What the task requires
Your answer is the line containing "of the grassy" plus every line after it to the end of the data below, transcribed exactly and with nothing else.

Records for this task
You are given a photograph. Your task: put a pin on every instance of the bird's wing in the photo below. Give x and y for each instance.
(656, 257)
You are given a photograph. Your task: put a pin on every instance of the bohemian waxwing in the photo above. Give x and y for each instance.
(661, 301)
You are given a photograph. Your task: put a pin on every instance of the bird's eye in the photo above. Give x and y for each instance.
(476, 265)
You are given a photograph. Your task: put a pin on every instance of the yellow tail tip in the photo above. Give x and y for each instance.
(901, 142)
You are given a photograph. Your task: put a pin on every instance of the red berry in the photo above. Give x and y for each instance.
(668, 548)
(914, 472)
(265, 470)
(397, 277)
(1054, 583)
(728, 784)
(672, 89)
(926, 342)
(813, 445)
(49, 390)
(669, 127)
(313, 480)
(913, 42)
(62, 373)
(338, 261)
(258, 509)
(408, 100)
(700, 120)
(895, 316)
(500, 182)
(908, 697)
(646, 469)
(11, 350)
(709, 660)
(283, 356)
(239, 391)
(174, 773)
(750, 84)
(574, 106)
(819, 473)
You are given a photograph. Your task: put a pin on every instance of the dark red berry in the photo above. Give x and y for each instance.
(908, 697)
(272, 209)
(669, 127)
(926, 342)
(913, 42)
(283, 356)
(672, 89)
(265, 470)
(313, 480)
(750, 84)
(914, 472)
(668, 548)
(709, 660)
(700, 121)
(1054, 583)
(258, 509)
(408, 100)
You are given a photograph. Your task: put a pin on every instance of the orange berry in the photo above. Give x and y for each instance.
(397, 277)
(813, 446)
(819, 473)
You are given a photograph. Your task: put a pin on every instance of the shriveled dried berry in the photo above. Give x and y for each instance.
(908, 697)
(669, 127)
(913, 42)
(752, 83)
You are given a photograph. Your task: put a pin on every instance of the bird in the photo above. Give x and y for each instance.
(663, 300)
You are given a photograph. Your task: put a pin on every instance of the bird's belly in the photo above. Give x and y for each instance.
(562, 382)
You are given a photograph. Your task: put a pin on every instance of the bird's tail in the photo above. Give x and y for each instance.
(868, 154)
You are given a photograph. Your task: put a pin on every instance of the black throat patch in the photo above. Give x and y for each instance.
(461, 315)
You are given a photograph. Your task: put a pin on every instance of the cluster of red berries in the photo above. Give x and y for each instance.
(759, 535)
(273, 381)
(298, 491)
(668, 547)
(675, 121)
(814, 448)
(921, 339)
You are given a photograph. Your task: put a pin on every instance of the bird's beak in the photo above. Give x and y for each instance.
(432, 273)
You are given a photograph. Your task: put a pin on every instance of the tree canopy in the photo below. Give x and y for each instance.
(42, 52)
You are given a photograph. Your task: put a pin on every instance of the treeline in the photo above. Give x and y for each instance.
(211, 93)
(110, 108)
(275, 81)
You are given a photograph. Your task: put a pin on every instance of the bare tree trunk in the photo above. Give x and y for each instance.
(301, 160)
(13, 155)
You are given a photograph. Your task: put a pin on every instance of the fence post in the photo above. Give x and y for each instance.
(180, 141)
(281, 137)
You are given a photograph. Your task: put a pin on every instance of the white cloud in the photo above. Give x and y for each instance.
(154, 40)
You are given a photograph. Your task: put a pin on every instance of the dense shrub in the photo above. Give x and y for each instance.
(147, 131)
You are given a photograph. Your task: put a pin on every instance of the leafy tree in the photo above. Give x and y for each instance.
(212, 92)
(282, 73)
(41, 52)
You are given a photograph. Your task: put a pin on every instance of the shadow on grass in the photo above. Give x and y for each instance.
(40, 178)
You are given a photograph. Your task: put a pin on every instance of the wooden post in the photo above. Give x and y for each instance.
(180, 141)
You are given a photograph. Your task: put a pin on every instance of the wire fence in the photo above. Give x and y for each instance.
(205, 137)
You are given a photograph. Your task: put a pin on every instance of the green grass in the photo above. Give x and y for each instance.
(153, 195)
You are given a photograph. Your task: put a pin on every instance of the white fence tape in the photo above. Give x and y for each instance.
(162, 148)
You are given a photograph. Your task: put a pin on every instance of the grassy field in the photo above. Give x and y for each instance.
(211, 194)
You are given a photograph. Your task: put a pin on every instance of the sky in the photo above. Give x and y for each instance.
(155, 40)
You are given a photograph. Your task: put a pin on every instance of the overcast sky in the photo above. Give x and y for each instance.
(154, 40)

Answer
You are given a photograph. Your task: put a pin on every instance of the grassy field in the photo above. Give x and y for each instance.
(211, 194)
You are given a photograph. Your task: put a pin on every instance of the sky in the photo above. Give x and y for each instance.
(155, 40)
You are given a photograph. Your task: put a pin on every instance of the overcast sky in the photo above. Give x and y for each instance.
(154, 40)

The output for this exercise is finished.